─── 抜粋
今回、主演・真崎を演じた吉田にインタビューを実施。作品のことはもちろん、長く付き合ったカップルが7日間のメキシコの旅に出て結婚をするのか別れを選ぶのかを選択する恋愛リアリティーショー『さよならプロポーズ2』(AbemaTV/テレビ朝日)出演時の話などを伺った。
ーー実はこの作品が制作されたのは4年前。改めて公開できる喜びの声を聞かせてください。
今までは国内外問わず映画祭でたくさんの方々に観ていただいていたんですけど、より近い、僕たちを応援してくださっている方たちに観ていただけるのは素直に嬉しいですね。
ーー本作に出演するにあたって台本を見た時、どんなことを思いましたか?
普通は台本があってキャスティングという順番だと思うんですけど、先に主役確定で台本をもらったので、“何をやるんだろう?”って思っていました。ワクワクしながら台本を受け取った時、正直“分からん!”って(笑)。だから、めちゃくちゃ読み込みましたね。
ーーそんな難解と感じた作品が、映像として完成。率直にご覧になったときの感想を聞かせてください。
今回のインタビューを受けるにあたって作品を見返した時に、4年前に感じていたことと、いま感じることがまったく違ったんでびっくりしましたね。自分の作品ですけど、“めっちゃええやん!”って。自分が出させてもらっている映画の中で、恥ずかしくて“これは見られたくない”っていう作品も正直あるんですよ。でもこれは、ぜひ観ていただきたいですね。物語以上に、いろんな本質的なものが込められている作品だと思います。
ーー五十嵐監督はどんな印象ですか?
おだやかで優しい方でありながら、意志が強くて頑固な部分もあるんですけど、その監督の人間性が作品に込められているなって印象です。現場でも監督が背中で見せてくれたこともあって、どれだけ撮影が大変でも、キャストも頑張ろうって思えたんじゃないですかね。
ーー大学から送り込まれる真崎という役と、どのように向き合いましたか?
意識していないようで意識したのは、この作品って、ある命(めい)があって真崎が研究室に送り込まれ、無自覚な部分で碧に惹かれるところから物語は進んでいくと思うんですけど、その無意識って“表現”の部分で難しいところで……。意識しちゃうと、そこで“意識”していることになるじゃないですか。そこは気をつけていましたね。
──────
─── 記録データ
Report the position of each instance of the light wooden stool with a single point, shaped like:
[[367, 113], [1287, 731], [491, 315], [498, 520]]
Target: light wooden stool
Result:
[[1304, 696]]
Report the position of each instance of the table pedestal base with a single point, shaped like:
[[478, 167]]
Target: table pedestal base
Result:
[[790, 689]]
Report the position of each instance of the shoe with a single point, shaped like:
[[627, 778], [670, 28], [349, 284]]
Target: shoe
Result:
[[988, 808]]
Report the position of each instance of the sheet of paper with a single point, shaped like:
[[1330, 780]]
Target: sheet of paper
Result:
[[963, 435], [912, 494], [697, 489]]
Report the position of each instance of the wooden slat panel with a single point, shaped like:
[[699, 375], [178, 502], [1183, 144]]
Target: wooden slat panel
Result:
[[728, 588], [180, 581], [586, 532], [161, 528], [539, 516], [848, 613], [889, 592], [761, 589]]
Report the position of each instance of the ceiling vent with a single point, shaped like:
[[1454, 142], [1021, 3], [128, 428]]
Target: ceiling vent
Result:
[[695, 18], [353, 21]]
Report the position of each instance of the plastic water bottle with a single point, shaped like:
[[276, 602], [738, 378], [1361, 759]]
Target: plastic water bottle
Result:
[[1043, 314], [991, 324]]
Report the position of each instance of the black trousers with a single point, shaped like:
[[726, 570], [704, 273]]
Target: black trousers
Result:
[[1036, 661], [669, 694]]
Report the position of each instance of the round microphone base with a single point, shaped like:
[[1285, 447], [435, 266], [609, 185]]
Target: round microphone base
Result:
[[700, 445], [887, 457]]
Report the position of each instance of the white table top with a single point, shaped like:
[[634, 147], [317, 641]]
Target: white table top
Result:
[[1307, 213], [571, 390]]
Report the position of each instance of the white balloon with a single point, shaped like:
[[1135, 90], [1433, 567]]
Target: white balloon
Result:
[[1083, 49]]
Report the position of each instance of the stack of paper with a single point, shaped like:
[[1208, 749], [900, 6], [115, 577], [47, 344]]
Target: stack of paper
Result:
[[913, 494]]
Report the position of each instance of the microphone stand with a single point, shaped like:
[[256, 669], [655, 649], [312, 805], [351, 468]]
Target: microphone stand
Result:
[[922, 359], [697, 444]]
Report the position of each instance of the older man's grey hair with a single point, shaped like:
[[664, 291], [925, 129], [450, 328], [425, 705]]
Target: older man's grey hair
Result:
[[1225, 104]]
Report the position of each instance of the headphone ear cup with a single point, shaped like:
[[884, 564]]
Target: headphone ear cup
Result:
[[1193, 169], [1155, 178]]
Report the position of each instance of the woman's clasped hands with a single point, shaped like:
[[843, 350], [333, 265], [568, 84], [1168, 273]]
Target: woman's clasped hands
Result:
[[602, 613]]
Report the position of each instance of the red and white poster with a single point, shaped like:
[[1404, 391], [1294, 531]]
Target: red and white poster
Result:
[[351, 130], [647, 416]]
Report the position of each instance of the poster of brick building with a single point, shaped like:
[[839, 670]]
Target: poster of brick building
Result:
──────
### 挑戦課題 A:
吉田へのインタビューのうち、「ーーそんな難解と感じた作品が」から「られている作品だと思います。」までを両端も含めてそのまま打ち直してもらえますか？
### 挑戦課題 B:
吉田へのインタビューを、最後の文のあとから続けて書いてもらえますか？

### 課題の解答 A:
ーーそんな難解と感じた作品が、映像として完成。率直にご覧になったときの感想を聞かせてください。
今回のインタビューを受けるにあたって作品を見返した時に、4年前に感じていたことと、いま感じることがまったく違ったんでびっくりしましたね。自分の作品ですけど、“めっちゃええやん!”って。自分が出させてもらっている映画の中で、恥ずかしくて“これは見られたくない”っていう作品も正直あるんですよ。でもこれは、ぜひ観ていただきたいですね。物語以上に、いろんな本質的なものが込められている作品だと思います。

### 課題の解答 B:
分かりやすく言えば、そういう感情を無視していました。惹かれていくところであったり、心に刺さるところであったり、役と対峙したときに感じるものはあるけど、それを感じて出しちゃうと難しいところがあるというか。
ーー碧に惹かれていく真崎に対して共感する部分がありましたら教えてください。
碧さんの容姿でも、碧さんが何かをしてくれたわけでもない。真崎は違う部分で惹かれているなって思っていて。第三者に圧力をかけられても、碧は一途にその人(意識不明の夫・草一)を愛し続けているわけじゃないですか。そういうところに(真崎は)惹かれていったと思うんですね。それって言葉じゃなくて心の意識的なもの。そういうところに惹かれる真崎を僕も好きって思いました(笑)。
ーー現在、私生活では婚約中だそうですが、惹かれた箇所が似ているなと感じたりしますか?
ありますね。すごいですね……そこ繋がっている意識がなかったです(笑)。
ーーそんなフィアンセは『さよならプロポーズ2』にも出演されたユカリさん。婚約生活はいかがですか?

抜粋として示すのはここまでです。